Today’s poem is brought to us by the Lower Sixth English prefects, Anastasia, Miranda, and Emily.

Lawrence Ferlinghetti is an American poet, painter, social activist, and the co-founder of City Lights Booksellers & Publishers. He was born New York March 24th, 1919 and he turns 102 this year. Ferlinghetti published many of the Beat poets and is considered by some as a Beat poet himself, notable Beat poets include Jack Kerouac and Allen Ginsberg. Ferlinghetti takes a distinctly populist approach to poetry, emphasising throughout his work that “art should be accessible to all people, not just a handful of highly educated intellectuals.”

Wild Dreams of a New Beginning 

There’s a breathless hush on the freeway tonight
Beyond the ledges of concrete
restaurants fall into dreams
with candlelight couples
Lost Alexandria still burns
in a billion lightbulbs
Lives cross lives
idling at stoplights
Beyond the clover leaf turnoffs
‘Souls eat souls in general emptiness’
A piano concerto comes out a kitchen window
A yogi speaks at Ojai
‘It’s all taking place in one mind’
On the lawn among the trees
lovers are listening
for the master to tell them they are one
with the universe
Eyes smell flowers and become them
There’s a deathless hush
on the freeway tonight
as a Pacific tidal wave a mile high
sweeps in
Los Angeles breathes its last gas
and sinks into the sea like the Titanic all lights lit
Nine minutes later Willa Cather’s Nebraska
sinks with it
The sea comes in over Utah
Mormon tabernacles washed away like barnacles
Coyotes are confounded and swim nowhere
An orchestra onstage in Omaha
keeps on playing Handel’s Water Music
Horns fill with water
and bass players float away on their instruments
clutching them like lovers horizontal
Chicago’s loop becomes a rollercoaster
Skyscrapers filled like water glasses
Great Lakes mixed with Buddhist brine
Great books watered down in Evanston
Milwaukee beer topped with sea foam
Beau Fleuve of Buffalo suddenly becomes salt
Manhattan Island swept clean in sixteen seconds
buried masts of Amsterdam arise
as the great wave sweeps on Eastward
to wash away over-age Camembert Europe
mannahatta steaming in sea-vines
the washed land awakes again to wilderness
the only sound a vast thrumming of crickets
a cry of seabirds high over
in empty eternity
as the Hudson retakes its thickets
and Indians reclaim their canoes

This poem portrays how we are capable of creating meaning in the modern, industrialised world.

What we found very interesting is the contrast between the destruction of the human world (with special emphasis on ancient or traditional things) seen in the middle, and the empty, short lined, ending where everything has returned to a ‘natural’ state. There is also a hopeful suggestion that human life can continue again in harmony with nature.

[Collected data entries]
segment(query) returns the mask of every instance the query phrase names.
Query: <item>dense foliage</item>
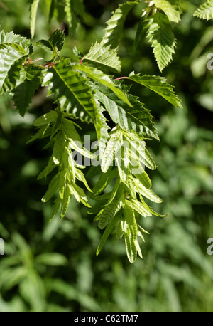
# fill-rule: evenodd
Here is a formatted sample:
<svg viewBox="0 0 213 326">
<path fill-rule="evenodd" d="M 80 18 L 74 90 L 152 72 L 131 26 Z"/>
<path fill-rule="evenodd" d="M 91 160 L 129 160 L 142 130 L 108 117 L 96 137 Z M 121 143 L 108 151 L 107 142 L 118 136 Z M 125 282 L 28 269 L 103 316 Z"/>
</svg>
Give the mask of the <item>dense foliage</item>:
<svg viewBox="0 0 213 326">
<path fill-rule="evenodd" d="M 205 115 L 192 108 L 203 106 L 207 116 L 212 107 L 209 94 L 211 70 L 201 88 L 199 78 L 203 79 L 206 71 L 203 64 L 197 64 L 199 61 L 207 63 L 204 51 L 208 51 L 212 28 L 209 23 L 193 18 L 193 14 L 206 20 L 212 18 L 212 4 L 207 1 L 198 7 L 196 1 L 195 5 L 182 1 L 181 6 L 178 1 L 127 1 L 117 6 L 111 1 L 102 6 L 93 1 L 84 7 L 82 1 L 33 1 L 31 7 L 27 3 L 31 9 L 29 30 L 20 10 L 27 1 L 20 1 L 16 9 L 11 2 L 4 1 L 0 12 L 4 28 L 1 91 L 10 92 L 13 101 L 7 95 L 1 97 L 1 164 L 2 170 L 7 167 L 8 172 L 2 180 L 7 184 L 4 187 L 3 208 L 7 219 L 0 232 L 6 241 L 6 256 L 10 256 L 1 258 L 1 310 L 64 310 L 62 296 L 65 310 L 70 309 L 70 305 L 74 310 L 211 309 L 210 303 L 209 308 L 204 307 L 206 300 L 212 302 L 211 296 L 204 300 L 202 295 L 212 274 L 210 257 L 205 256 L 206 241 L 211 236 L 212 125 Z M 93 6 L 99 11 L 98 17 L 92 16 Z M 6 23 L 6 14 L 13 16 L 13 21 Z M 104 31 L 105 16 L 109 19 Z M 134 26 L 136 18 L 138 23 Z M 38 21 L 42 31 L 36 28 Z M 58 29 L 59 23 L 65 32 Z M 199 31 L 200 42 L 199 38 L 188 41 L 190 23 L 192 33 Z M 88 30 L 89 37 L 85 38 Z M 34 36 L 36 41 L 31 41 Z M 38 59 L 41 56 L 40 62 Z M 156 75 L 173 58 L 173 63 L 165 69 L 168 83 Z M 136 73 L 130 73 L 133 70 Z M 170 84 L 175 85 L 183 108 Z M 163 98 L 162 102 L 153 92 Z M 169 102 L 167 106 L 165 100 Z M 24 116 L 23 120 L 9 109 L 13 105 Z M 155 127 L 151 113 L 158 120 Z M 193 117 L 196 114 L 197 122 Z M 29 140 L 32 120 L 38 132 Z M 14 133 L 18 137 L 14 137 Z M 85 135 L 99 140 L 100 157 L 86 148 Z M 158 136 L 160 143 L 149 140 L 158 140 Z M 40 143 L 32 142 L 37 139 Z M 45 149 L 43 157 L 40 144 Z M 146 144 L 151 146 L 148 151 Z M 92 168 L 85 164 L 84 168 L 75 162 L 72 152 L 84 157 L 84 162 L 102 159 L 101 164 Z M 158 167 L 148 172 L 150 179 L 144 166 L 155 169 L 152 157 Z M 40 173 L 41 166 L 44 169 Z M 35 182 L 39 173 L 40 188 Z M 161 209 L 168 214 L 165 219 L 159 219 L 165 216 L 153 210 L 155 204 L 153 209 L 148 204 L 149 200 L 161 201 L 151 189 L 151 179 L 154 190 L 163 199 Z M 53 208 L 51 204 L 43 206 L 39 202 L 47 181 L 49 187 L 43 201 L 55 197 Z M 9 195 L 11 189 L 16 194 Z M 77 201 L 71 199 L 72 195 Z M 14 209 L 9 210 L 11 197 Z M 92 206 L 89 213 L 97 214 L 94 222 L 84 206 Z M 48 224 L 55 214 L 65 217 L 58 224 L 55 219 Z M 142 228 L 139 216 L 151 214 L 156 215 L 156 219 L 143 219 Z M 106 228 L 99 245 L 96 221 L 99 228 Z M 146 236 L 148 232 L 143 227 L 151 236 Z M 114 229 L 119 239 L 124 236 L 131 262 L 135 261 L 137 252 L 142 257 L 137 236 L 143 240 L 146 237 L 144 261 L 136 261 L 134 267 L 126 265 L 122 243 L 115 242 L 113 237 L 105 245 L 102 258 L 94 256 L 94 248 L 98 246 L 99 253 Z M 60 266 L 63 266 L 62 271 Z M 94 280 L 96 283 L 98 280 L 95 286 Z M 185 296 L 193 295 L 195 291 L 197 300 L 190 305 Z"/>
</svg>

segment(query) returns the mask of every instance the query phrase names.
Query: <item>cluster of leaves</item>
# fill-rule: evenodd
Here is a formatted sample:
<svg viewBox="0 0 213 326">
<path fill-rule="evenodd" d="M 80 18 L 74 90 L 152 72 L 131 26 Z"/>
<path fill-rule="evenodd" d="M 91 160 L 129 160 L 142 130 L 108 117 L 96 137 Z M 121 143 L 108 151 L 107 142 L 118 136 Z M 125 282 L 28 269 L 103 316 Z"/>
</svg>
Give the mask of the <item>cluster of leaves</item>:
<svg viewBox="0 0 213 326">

> **WHAT IS BEING ASKED**
Return the stretch of the poem commentary from "What we found" through "harmony with nature.", copied word for word.

> **FINAL ANSWER**
What we found very interesting is the contrast between the destruction of the human world (with special emphasis on ancient or traditional things) seen in the middle, and the empty, short lined, ending where everything has returned to a ‘natural’ state. There is also a hopeful suggestion that human life can continue again in harmony with nature.